## Problem requirements
Can you give everything in the records below, from the line containing "of the thin" down to the line containing "<point>519,684</point>" with both ends included, as a Markdown table with the columns Index and Entry? Number each row in Index, skip blank lines, and include no other lines.

## Material for this exercise

______________________________

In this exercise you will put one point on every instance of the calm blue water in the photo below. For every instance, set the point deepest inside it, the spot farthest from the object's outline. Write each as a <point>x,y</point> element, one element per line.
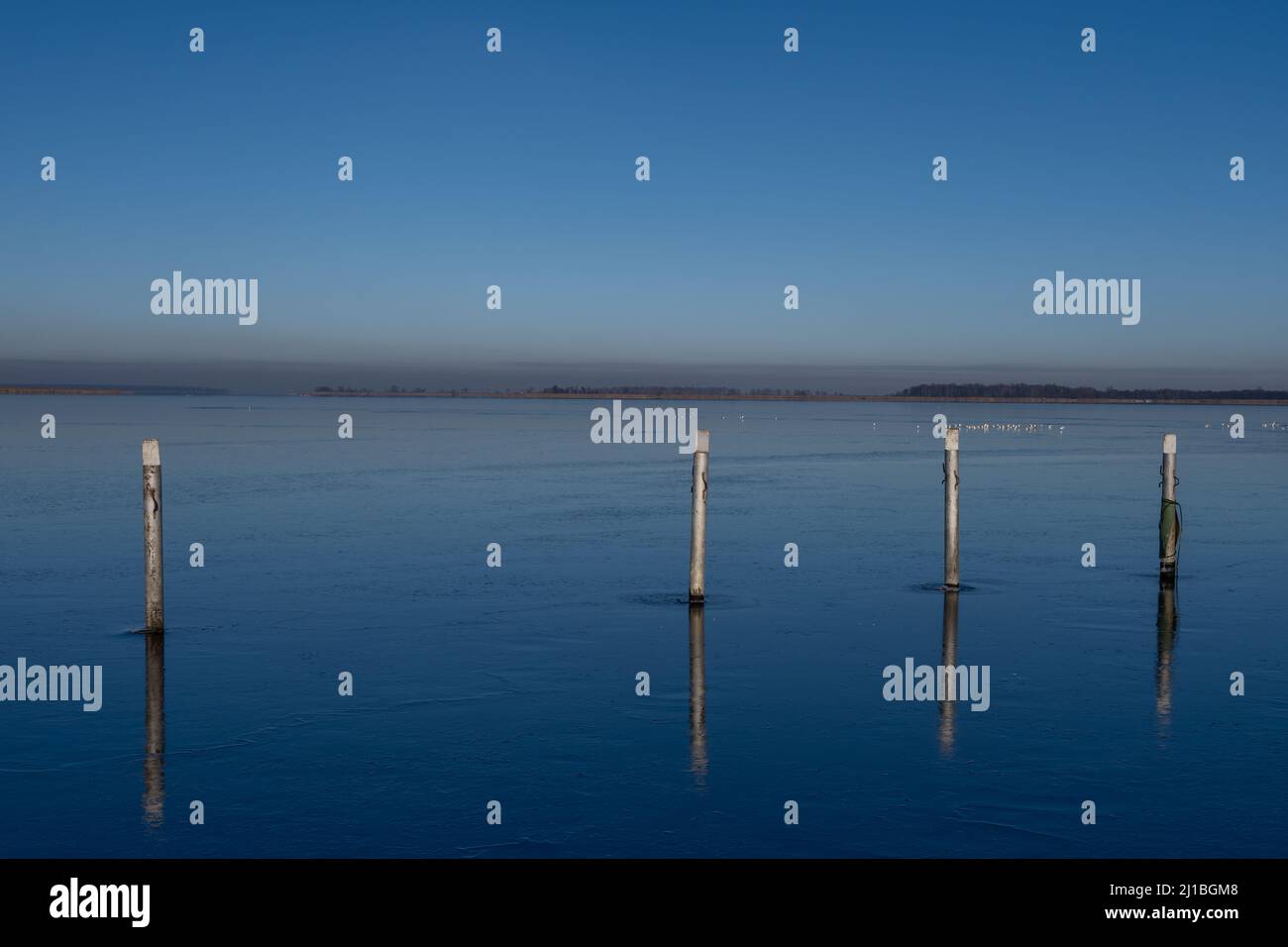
<point>518,684</point>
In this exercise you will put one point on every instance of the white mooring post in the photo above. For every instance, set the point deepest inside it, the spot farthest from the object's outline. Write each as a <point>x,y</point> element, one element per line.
<point>698,536</point>
<point>154,592</point>
<point>1170,517</point>
<point>952,578</point>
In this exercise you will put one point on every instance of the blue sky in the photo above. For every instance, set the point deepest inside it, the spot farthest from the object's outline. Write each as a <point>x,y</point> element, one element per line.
<point>767,169</point>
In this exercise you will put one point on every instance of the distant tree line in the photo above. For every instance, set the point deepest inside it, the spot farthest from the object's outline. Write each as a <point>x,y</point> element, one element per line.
<point>1025,390</point>
<point>679,390</point>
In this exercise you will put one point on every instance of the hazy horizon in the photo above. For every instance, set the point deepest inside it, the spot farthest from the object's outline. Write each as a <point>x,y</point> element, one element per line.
<point>768,169</point>
<point>266,377</point>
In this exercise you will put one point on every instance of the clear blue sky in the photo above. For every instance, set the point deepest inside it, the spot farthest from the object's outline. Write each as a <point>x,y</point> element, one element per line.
<point>767,169</point>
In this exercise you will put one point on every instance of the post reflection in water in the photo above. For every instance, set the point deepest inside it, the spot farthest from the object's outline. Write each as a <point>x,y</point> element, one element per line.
<point>948,659</point>
<point>154,727</point>
<point>697,694</point>
<point>1166,642</point>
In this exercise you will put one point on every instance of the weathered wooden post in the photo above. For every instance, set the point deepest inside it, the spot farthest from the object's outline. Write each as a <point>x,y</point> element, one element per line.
<point>154,592</point>
<point>952,578</point>
<point>698,536</point>
<point>1170,517</point>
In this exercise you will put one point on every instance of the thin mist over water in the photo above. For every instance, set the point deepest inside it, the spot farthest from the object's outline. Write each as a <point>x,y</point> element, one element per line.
<point>519,684</point>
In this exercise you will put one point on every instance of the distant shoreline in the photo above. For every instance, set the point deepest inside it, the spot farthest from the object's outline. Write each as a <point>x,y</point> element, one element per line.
<point>917,398</point>
<point>647,395</point>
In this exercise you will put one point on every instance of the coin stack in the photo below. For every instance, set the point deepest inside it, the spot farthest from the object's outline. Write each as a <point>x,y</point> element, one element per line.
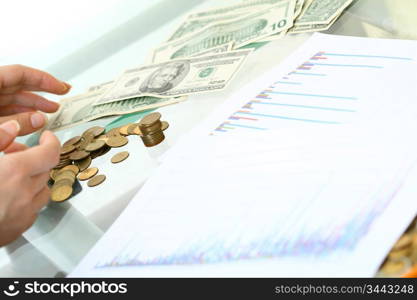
<point>403,254</point>
<point>151,129</point>
<point>63,182</point>
<point>78,153</point>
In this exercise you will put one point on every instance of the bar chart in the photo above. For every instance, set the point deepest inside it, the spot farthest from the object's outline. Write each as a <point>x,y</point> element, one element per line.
<point>314,92</point>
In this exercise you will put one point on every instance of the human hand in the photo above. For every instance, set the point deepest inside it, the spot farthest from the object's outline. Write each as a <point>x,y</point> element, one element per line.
<point>18,103</point>
<point>24,173</point>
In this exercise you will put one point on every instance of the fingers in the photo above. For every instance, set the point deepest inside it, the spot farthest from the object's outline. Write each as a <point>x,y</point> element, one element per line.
<point>8,132</point>
<point>38,159</point>
<point>13,109</point>
<point>29,121</point>
<point>15,147</point>
<point>30,100</point>
<point>41,199</point>
<point>16,78</point>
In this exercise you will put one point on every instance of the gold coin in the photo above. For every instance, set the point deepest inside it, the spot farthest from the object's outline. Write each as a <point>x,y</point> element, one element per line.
<point>72,168</point>
<point>95,145</point>
<point>53,173</point>
<point>165,125</point>
<point>65,175</point>
<point>84,163</point>
<point>123,130</point>
<point>131,129</point>
<point>119,157</point>
<point>79,155</point>
<point>150,119</point>
<point>102,137</point>
<point>81,146</point>
<point>87,174</point>
<point>96,180</point>
<point>95,131</point>
<point>72,141</point>
<point>88,137</point>
<point>67,149</point>
<point>157,126</point>
<point>404,241</point>
<point>151,140</point>
<point>68,182</point>
<point>117,141</point>
<point>137,131</point>
<point>113,132</point>
<point>61,193</point>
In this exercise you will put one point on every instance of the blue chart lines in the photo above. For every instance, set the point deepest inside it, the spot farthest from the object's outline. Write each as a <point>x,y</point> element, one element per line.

______________________________

## Reply to the task
| Index | Entry |
|---|---|
| 1 | In this exercise you will put one point on every instance of the thin mist over water in the photo above. For every instance, set the point deepest inside it, the spot farthest from the object's outline. Write each as a <point>x,y</point> element, one element per line. |
| 2 | <point>519,684</point> |